**Task details:**
Repeat every line of the data verbatim.
---------------
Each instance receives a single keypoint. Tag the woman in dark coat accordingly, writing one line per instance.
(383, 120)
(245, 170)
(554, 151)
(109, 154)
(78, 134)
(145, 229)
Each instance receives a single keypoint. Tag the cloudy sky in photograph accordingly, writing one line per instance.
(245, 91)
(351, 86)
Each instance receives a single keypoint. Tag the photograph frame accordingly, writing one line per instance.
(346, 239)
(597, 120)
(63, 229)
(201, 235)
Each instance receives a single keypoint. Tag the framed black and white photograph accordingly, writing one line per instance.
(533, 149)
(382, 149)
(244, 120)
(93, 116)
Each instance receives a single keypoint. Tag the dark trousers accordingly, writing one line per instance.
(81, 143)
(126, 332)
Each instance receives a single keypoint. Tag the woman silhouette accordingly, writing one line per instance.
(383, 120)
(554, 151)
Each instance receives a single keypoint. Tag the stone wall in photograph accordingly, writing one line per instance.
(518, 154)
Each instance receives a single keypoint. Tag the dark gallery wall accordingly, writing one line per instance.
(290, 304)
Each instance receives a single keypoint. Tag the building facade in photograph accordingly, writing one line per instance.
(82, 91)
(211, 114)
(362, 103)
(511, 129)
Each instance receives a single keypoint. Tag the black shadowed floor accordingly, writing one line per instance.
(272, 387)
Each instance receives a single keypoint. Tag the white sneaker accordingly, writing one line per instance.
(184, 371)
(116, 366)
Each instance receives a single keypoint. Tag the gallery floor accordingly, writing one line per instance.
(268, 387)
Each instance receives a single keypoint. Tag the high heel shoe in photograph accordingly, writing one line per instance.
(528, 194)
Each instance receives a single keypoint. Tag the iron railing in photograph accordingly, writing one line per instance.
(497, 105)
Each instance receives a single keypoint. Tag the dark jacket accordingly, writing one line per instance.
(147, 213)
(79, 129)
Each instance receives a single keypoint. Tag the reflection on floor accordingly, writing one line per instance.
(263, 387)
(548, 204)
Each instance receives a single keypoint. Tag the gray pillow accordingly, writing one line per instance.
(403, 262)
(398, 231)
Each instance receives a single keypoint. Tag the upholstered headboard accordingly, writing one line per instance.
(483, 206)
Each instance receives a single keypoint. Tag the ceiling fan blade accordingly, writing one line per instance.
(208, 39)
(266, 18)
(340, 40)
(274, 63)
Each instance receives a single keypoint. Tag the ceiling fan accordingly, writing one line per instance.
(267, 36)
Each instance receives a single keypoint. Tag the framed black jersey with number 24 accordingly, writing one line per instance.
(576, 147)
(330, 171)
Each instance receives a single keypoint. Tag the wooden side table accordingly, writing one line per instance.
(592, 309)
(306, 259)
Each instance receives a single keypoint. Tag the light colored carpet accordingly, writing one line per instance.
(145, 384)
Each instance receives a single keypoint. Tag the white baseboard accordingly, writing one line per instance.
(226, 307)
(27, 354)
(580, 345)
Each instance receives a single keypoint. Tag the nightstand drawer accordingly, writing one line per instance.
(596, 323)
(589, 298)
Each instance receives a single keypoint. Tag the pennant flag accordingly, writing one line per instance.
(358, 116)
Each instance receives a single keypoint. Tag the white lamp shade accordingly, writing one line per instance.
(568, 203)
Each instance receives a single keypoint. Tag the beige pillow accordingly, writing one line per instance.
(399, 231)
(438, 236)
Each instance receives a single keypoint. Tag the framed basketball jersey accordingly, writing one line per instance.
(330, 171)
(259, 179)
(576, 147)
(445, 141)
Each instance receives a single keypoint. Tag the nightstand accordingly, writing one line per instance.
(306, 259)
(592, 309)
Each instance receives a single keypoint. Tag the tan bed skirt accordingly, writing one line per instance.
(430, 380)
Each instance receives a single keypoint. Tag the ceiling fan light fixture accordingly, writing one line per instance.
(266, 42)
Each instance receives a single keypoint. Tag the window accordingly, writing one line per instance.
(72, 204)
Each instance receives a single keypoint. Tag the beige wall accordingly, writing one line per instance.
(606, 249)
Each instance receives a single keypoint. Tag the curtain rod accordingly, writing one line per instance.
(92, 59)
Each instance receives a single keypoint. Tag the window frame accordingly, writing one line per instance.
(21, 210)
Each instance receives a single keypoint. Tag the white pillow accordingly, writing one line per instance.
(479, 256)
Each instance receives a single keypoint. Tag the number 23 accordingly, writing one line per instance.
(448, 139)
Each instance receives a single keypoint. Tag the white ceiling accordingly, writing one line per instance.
---------------
**Answer to this problem:**
Each instance receives a single keypoint. Tag the woman in dark coat accordingly, writing one line per instance.
(383, 120)
(245, 170)
(554, 151)
(109, 154)
(78, 134)
(145, 229)
Each instance receives a single keypoint. Tag the cloudy sky in photograph accordingly, writing one line per instance.
(245, 91)
(351, 86)
Each instance receives a single keypoint. Tag the photograph frame accordingly, writing one line per instance.
(346, 239)
(597, 120)
(63, 229)
(201, 235)
Each instance receives a single keypoint. Tag the framed black and white photograph accordingly, writing one line per instance.
(533, 149)
(382, 149)
(244, 120)
(93, 116)
Each instance receives a single keypoint. Tag the dark trousers accordingly, writing one line per instance.
(81, 143)
(126, 332)
Each instance receives a single keypoint. Tag the woman silhouette accordingly, writing one line per instance.
(383, 120)
(554, 151)
Each instance receives a single keypoint. Tag the stone wall in photograph accordingly, writing one line per instance.
(518, 154)
Each instance receives a single keypoint. Tag the dark gallery wall accordingly, writing one line per instance.
(290, 304)
Each instance receives a single keypoint. Tag the building facade in photograph accordingly, writing one line per instance.
(82, 91)
(211, 114)
(362, 103)
(511, 129)
Each instance receives a single keypoint. Tag the black shadowed floor accordingly, writing one line per instance.
(272, 387)
Each instance receives a single keypoint. Tag the white sneaker accordingly, writing one line per instance.
(184, 371)
(116, 366)
Each instance receives a single keypoint. Tag the gallery floor accordingly, writing one line per instance.
(268, 387)
Each instance receives a single keypoint. Tag the high heel shoe in photograph accordingly, writing one line per instance.
(528, 194)
Each instance receives a single keypoint. Tag the iron railing in photograph accordingly, writing one line per instance.
(497, 105)
Each instance receives a single keypoint. Tag the dark jacket accordingly, writing one line per instance.
(147, 213)
(79, 129)
Each instance receives a single keypoint. Tag the reflection on floor accordingly, writing one line per instance.
(263, 387)
(548, 204)
Each instance receives a single keypoint. Tag the gray pillow accordingly, writing one line per instance.
(403, 262)
(398, 231)
Each instance receives a single keypoint. Tag the upholstered headboard accordingly, writing one line per instance.
(483, 206)
Each instance receives a single keypoint. Tag the ceiling fan blade accordingly, writing one line per instance.
(208, 39)
(266, 18)
(340, 40)
(274, 63)
Each instance receives a single keypoint. Tag the ceiling fan accordingly, writing one line per instance.
(267, 36)
Each instance receives a single keypoint. Tag the framed black jersey with number 24 accordingly, writing one line per instance.
(576, 147)
(330, 171)
Each instance receives a single keypoint. Tag the wooden side table accordingly, writing one line per instance.
(592, 309)
(306, 259)
Each instance receives a single keypoint. Tag the light colored carpet accordingly, writing one line per instance.
(145, 384)
Each instance receives a single keypoint. Tag the white baseboard accordingly, writing one line per instance.
(226, 307)
(27, 354)
(580, 345)
Each instance receives a single keypoint. Tag the nightstand drawer accordingly, writing one line per instance.
(596, 323)
(589, 298)
Each instance receives a single keypoint. Tag the pennant flag accordingly, writing one line per instance.
(358, 116)
Each instance receives a single keypoint. Tag the white lamp shade accordingly, writing one line per instance.
(568, 203)
Each instance receives a single keypoint. Tag the beige pillow accordingly, writing one line per instance.
(399, 231)
(438, 236)
Each instance receives a single keypoint. Tag the framed basketball jersey accordingly, writing one line per instance.
(330, 171)
(259, 179)
(576, 147)
(445, 141)
Each instance receives a single keypoint. Tag the nightstand accordingly, writing one line per instance.
(306, 259)
(592, 309)
Each instance receives a single keypoint. Tag the tan bed skirt accordingly, writing one line per instance.
(430, 380)
Each instance receives a single keypoint. Tag the ceiling fan light fixture accordingly, writing one line per instance.
(266, 42)
Each instance receives a single keypoint. Tag the window accordingly, writing one line per instance.
(72, 204)
Each instance receives a single keypoint. Tag the beige wall accordingly, writing one line per instance.
(606, 249)
Each instance receives a single keypoint. Tag the curtain rod accordingly, writing one line per instance.
(92, 59)
Each instance receives a single keypoint. Tag the window frame accordingly, writing one line per instance.
(21, 210)
Each instance receives a single keypoint. Tag the white pillow accordingly, writing one line per instance.
(479, 256)
Each instance receives a single keypoint. Tag the number 23 accordingly, writing one line per instance.
(448, 139)
Each instance receives a single keypoint. Tag the white ceiling accordingly, writing one line per instance.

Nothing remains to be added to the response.